### WHAT IS ASKED
Reproduce every item below word for word, leaving out the pictures.

Entries on locating named things
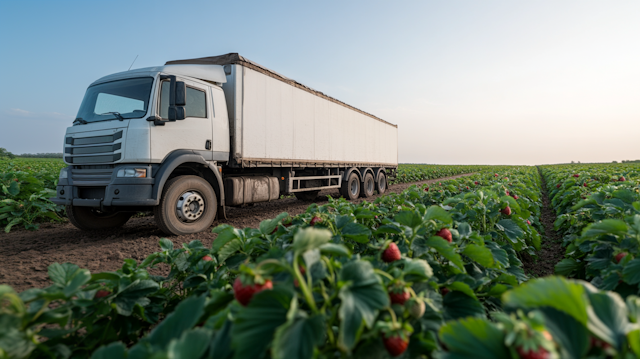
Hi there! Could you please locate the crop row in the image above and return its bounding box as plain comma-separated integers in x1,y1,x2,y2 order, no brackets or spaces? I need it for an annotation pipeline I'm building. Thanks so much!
0,159,65,233
542,164,640,297
0,167,640,359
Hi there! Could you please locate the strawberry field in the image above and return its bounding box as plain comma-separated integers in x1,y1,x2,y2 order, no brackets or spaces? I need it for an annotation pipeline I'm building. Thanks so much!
0,164,640,359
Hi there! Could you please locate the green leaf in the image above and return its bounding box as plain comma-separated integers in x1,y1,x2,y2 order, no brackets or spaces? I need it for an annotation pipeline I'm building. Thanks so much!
462,244,495,268
502,277,588,325
496,219,524,243
582,219,627,238
427,236,465,272
291,227,331,254
91,342,127,359
338,260,389,351
114,279,159,316
424,206,453,224
622,258,640,284
320,243,351,257
167,328,213,359
340,223,371,243
231,287,293,358
148,295,206,348
272,313,325,359
402,259,433,282
439,318,511,359
442,290,485,320
159,238,173,251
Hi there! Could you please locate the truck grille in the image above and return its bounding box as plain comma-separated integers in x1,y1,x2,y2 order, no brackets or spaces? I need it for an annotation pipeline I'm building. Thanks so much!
64,130,123,165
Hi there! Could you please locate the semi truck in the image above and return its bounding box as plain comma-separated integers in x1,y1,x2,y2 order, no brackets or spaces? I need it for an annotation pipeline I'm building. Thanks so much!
51,53,398,235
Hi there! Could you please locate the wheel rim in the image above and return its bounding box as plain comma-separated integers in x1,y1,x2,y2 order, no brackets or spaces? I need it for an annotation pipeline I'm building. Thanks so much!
349,179,358,196
367,177,374,193
176,191,205,223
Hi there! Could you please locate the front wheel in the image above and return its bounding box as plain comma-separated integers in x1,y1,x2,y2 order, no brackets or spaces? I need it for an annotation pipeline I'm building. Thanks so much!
67,206,133,231
153,176,218,235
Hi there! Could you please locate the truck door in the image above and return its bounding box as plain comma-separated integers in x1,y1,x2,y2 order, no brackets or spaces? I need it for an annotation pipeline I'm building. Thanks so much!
151,77,213,162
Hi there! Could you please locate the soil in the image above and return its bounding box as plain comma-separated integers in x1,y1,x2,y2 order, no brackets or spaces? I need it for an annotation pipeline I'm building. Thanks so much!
522,168,565,277
0,174,476,292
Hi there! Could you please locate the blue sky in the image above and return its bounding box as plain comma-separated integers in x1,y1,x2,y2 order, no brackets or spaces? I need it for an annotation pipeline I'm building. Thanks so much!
0,0,640,164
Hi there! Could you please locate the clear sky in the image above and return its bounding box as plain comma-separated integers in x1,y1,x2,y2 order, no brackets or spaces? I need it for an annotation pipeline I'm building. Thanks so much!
0,0,640,164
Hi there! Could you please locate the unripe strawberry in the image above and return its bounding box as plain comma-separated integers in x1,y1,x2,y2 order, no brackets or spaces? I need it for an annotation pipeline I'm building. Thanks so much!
407,298,426,319
389,288,411,305
382,334,409,357
436,228,452,243
616,252,629,263
94,289,111,299
233,277,273,307
382,242,402,263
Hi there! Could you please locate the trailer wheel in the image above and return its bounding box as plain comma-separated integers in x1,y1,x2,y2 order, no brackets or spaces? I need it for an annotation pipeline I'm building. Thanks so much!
293,191,320,202
67,206,133,231
340,172,360,200
376,171,387,194
360,172,376,198
153,176,218,235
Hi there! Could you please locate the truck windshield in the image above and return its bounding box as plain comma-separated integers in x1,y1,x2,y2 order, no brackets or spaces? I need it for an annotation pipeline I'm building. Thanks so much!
74,77,153,123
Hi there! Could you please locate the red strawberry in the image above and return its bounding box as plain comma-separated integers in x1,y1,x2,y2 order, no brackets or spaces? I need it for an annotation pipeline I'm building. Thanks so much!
233,277,273,307
616,252,629,263
436,228,451,243
516,347,549,359
382,334,409,357
389,288,411,305
94,289,111,299
382,242,402,263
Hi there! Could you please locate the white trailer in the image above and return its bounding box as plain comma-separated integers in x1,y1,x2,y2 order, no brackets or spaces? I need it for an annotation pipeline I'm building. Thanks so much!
52,53,398,234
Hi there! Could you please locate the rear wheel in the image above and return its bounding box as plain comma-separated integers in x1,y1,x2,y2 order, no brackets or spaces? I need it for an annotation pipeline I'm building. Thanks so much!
360,172,376,197
376,171,387,194
153,176,218,235
67,206,133,231
293,191,320,202
340,172,360,200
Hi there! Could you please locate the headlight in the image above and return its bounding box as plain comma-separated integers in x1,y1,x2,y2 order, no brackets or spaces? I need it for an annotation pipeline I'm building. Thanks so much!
118,168,147,177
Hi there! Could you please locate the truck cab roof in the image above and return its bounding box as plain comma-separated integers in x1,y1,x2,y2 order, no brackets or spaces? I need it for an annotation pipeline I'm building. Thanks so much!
91,64,227,85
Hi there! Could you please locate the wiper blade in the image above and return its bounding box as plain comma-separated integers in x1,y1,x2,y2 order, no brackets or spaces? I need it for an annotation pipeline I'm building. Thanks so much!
101,112,124,121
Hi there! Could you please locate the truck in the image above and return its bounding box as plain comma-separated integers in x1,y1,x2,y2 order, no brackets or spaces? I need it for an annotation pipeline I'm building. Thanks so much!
51,53,398,235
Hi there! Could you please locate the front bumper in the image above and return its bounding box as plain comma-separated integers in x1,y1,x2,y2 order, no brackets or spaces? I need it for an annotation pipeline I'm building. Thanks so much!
51,164,158,208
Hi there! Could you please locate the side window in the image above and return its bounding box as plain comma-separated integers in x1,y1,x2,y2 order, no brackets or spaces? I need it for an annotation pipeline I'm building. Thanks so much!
160,81,207,119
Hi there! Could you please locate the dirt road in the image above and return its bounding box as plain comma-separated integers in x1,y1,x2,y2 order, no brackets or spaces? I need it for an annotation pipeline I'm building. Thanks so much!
0,175,476,292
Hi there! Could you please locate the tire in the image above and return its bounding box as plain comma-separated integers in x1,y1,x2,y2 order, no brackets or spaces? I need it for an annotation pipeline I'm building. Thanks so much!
340,172,360,200
360,172,376,198
67,206,133,231
376,171,388,194
153,176,218,235
293,191,320,202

### SOLUTION TO THIS PROBLEM
Hi there! Could you please locate the crop row in the image above and return its bounding box as plain comma-separated integers in x1,y1,x2,y2 order, no brackets or spaces? I need it for an annotation pipeline I'm building. Thanks so much!
0,159,65,233
542,164,640,297
0,167,640,359
Hi there! Could you please locate the strawberry field in the image above and return its bounding box as plain comma-separated integers in x1,y1,x2,y2 order, no brackets or spaces? I need it for an annotation pipeline I'm building. Thanks so much!
0,164,640,359
Hi there! Could you please locate the green leaf in the image above and return its bounding box as plain comma-separated integers in x1,y1,x2,y2 order, no brackets or spaces? I need it for an annotation pipeline I'm building. Thanks so much!
462,244,495,268
502,277,588,325
496,219,524,243
582,219,627,238
427,236,465,272
291,227,331,254
91,342,127,359
338,260,389,351
114,279,159,316
424,206,453,224
622,258,640,284
320,243,351,257
167,328,213,359
340,223,371,243
231,287,293,358
148,295,206,348
272,313,325,359
402,259,433,282
439,318,511,359
442,290,485,320
159,238,173,251
Hi there! Could you please locate the truck grille in the image above and return its bounding box as plain comma-separated integers in x1,y1,x2,y2 order, no brackets or spaces? I need it for an annotation pipeline I'm building. Thanks so much!
64,130,123,165
Hi there! Could you please locate the semi truck in the image above and return its bounding box as plain comma-separated integers in x1,y1,x2,y2 order, no brackets or spaces? I need it for an annotation pipeline I'm building. Thanks so much!
51,53,398,235
Hi there! Could you please locate the wheel rim in the image above and return its bounding box as plain comma-separated integers in x1,y1,x2,y2 order, no brackets or spaces? I need it for an annotation pipeline I'm building. Thanks so much!
349,179,358,196
367,177,374,193
176,191,205,223
Hi there! Could you please locate the front wheel in the image above and return its bounding box as plain comma-separated integers in x1,y1,x2,y2 order, no brackets or spaces? I need it for an annotation pipeline I'm building. Thanks so much!
67,206,133,231
153,176,218,235
Hi there! Could you please locate the truck door in the image above and return its bounding box as plain comma-separated integers in x1,y1,x2,y2 order, no brackets or spaces? I need it for an annotation pipeline I'm building. Thanks so much!
151,77,213,162
Hi there! Could you please locate the soil in the image above and return its bounding box as plain comma-separated integers in x1,y1,x2,y2 order, no brackets or spaces? I need it for an annotation pipeline I'm building. Thanks so much!
522,168,565,277
0,174,476,292
Hi there! Could you please locate the blue sky in the image above and return its bounding box as plain comma-separated integers in x1,y1,x2,y2 order, no brackets or spaces? I need it for an annotation pipeline I'm building. Thanks so much!
0,0,640,164
Hi there! Could you please locate the clear sky in the image above and return its bounding box as plain comma-separated integers in x1,y1,x2,y2 order, no brackets or spaces? I need it for an annotation pipeline I'm building. Thanks so much!
0,0,640,164
Hi there! Could you please locate the unripe strawberry in the image above and return its bounding box as plain comma-separated integers in x1,y1,x2,y2 order, no brackets or spaces? I need it for an annotation pipeline I'm building. Thanks so much!
407,298,426,319
389,288,411,305
382,334,409,357
436,228,452,243
616,252,629,263
94,289,111,299
233,277,273,307
382,242,402,263
Hi there! Could you please locate the trailer wheel in the image above and return its bounding box as plain comma-separated integers in x1,y1,x2,y2 order, no brackets or spaces? I need it for an annotation pipeline I'm building. Thanks so much!
293,191,320,202
67,206,133,231
340,172,360,200
376,171,387,194
360,172,376,198
153,176,218,235
Hi there! Could you please locate the truck windshield in the image above and return its bounding box as plain comma-separated integers in x1,y1,x2,y2 order, no brackets or spaces? I need it for an annotation pipeline I'm building. Thanks so much!
74,77,153,123
Hi there! Could you please locate the red strawberry in the image above and return its bounding box as plain comma-separated integers in x1,y1,x2,y2 order, no brackets or spaces? I need it for an annotation pipeline I'm building. Thanks so much!
233,277,273,307
616,252,629,263
436,228,451,243
516,347,549,359
382,334,409,357
389,288,411,305
94,289,111,299
382,242,402,263
Hi there! Could you please locate the white trailer in the image above and return its bounding box as plain comma-separated integers in x1,y1,x2,y2 order, no brackets or spaces? I need it for an annotation pipeline I'm building. Thanks so much!
52,53,398,234
Hi there! Could you please locate the rear wheel in the image above and return its bounding box as plain comma-separated integers in x1,y1,x2,y2 order, no brackets or spaces? I need it for an annotation pipeline I'm building. Thanks so much!
360,172,376,197
376,171,387,194
153,176,218,235
67,206,133,231
293,191,320,202
340,172,360,200
Hi there! Could you please locate the headlight in the image above and return its bounding box as plain comma-separated integers in x1,y1,x2,y2 order, no brackets or spaces? I need it for an annotation pipeline I'm building. Thanks so much!
118,168,147,177
Hi there! Could you please locate the truck cab roof in the image above and return its bounding box as plain comma-separated integers in x1,y1,x2,y2 order, no brackets or spaces? I need it for an annotation pipeline I'm building. Thanks so much!
91,64,227,85
Hi there! Could you please locate the wiper blade in the image above and return its bounding box as plain comma-separated integers in x1,y1,x2,y2 order, no brackets or spaces? I need it for an annotation pipeline I'm building. Thanks so much!
101,112,124,121
Hi there! Could you please locate the truck in the image above and return its bounding box as plain comma-separated integers in x1,y1,x2,y2 order, no brackets or spaces? I need it for an annotation pipeline I'm building. Thanks so much!
51,53,398,235
Hi there! Could you please locate the front bumper in the image above and return its bounding box as plain comma-separated integers in x1,y1,x2,y2 order, no brackets or spaces? I need it for an annotation pipeline I'm building. Thanks so much!
51,164,158,208
Hi there! Could you please locate the side window in the image above and return its bounding box as plain comma-separated integers in x1,y1,x2,y2 order, no brackets or spaces? I need it for an annotation pipeline I'm building. Thanks so much!
160,81,207,119
Hi there! Could you please locate the dirt road in the image above and return its bounding box as plain comma-separated integers in x1,y1,x2,y2 order, no brackets or spaces? I need it for an annotation pipeline I'm building. Thanks so much!
0,175,476,292
Hi there! Could you please locate the tire in the image above and return its bounding box as plain comma-separated integers in x1,y1,x2,y2 order, no brackets or spaces? I need it for an annotation pipeline I'm building. Thanks so much!
340,172,360,200
360,172,376,198
67,206,133,231
376,171,388,194
153,176,218,235
293,191,320,202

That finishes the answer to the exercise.